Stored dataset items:
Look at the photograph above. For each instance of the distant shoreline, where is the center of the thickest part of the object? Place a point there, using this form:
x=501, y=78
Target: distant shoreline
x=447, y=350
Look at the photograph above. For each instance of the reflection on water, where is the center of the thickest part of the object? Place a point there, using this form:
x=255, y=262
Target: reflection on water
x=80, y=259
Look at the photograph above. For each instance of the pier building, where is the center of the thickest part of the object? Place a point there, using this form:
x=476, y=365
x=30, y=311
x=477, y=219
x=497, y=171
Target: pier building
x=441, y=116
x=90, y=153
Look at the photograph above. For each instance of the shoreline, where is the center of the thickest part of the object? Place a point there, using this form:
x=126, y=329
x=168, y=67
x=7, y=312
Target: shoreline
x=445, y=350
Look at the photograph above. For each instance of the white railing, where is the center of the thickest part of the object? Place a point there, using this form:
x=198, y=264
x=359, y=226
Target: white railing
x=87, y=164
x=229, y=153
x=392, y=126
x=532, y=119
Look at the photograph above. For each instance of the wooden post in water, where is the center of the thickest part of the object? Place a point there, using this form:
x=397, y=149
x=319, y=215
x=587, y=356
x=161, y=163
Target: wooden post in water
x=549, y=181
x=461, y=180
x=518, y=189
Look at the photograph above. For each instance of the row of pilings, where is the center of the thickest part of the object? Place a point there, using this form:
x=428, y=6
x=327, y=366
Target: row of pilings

BRIEF:
Please restate every record shown above, word for word.

YOUR SOLUTION:
Look at the photograph above. For each instance of the distant shoreline, where is the center of the thickest part of the object? Place a point there, using this form:
x=501, y=78
Target: distant shoreline
x=447, y=350
Look at the photograph above. For each instance of the reflection on water, where is the center of the thickest part of the object? Place a point there, using this form:
x=255, y=262
Target: reflection on water
x=80, y=259
Look at the photograph above. For each instance of the pier building, where is the center of the thickest part of the object? Place a point there, using this form:
x=476, y=365
x=30, y=311
x=477, y=219
x=497, y=171
Target: pier building
x=441, y=116
x=90, y=153
Look at the photograph above. For each instance of the shoreline, where is the center of the thickest part of the object? Place a point there, using this form:
x=126, y=329
x=168, y=67
x=7, y=312
Target: shoreline
x=445, y=350
Look at the photograph above. For each instance of the white railing, where is the center of the thickest part of the object? Place a point there, using this form:
x=198, y=264
x=359, y=226
Target: white railing
x=87, y=164
x=229, y=153
x=392, y=126
x=532, y=119
Look at the photograph above. For each instance of the wooden post in water, where is the center of the thickest part of the object? Place a point there, using this form:
x=397, y=149
x=319, y=215
x=587, y=356
x=161, y=163
Target: wooden post in water
x=549, y=181
x=461, y=180
x=518, y=189
Look at the photograph above. For each instance of the row of pilings, where is the center of the thickest part of the object? Place a point there, using this form:
x=428, y=6
x=327, y=366
Target: row of pilings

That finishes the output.